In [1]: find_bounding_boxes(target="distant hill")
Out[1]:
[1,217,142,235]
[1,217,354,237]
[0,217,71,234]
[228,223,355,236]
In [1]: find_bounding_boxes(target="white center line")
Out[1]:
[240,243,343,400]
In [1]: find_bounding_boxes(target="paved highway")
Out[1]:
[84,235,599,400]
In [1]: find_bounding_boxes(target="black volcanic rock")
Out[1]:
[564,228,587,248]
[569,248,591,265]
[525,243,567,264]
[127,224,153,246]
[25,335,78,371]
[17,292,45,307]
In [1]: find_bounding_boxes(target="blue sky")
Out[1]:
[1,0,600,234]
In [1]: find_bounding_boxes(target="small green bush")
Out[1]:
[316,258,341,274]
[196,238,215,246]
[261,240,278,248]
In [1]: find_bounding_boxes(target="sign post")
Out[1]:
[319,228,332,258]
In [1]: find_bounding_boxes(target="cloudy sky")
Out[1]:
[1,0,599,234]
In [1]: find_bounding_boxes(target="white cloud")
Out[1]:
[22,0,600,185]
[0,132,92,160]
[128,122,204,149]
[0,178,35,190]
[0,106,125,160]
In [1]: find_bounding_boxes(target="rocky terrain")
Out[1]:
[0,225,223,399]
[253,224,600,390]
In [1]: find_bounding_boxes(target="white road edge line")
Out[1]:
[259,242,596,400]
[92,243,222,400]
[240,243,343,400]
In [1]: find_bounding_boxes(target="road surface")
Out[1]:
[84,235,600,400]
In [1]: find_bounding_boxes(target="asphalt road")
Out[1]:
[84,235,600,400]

INSTRUCTIONS TO FOLLOW: None of the records may be omitted or altered when they are given again.

SOLUTION TO THIS TASK:
In [1]: find_bounding_boxes(target="distant hill")
Out[1]:
[1,217,142,235]
[1,217,354,237]
[0,217,71,234]
[228,223,355,236]
In [1]: find_bounding_boxes(target="white center line")
Out[1]:
[240,243,343,400]
In [1]: find_bounding_boxes(target="paved highway")
Out[1]:
[84,235,599,400]
In [1]: find_bounding_boxes(target="black volcanic rock")
Out[1]:
[564,228,587,248]
[569,248,591,265]
[525,243,567,264]
[127,224,153,246]
[25,335,78,371]
[17,292,45,307]
In [1]: find_bounding_boxes(target="blue sky")
Out[1]:
[1,0,600,234]
In [1]: find_bounding_boxes(target="small green bush")
Out[1]:
[316,258,341,274]
[196,238,215,246]
[261,240,278,248]
In [1]: find_bounding_boxes(target="sign post")
Out[1]:
[319,228,332,258]
In [1]: find_bounding_boxes(target="cloudy sky")
Out[1]:
[1,0,599,234]
In [1]: find_bounding_boxes(target="white cloud")
Out[1]:
[22,0,600,185]
[0,132,92,160]
[128,122,204,149]
[0,178,35,190]
[0,106,125,160]
In [1]: find_bounding_boxes(target="rocky terrain")
Out[1]:
[0,225,223,399]
[253,224,600,390]
In [1]: find_bounding_boxes(target="white road edge line")
Out[1]:
[259,242,596,400]
[92,243,222,400]
[240,243,343,400]
In [1]: find_bounding_boxes(target="road surface")
Out[1]:
[84,235,600,400]
In [1]: find_bounding_boxes(target="asphalt road")
Out[1]:
[84,235,600,400]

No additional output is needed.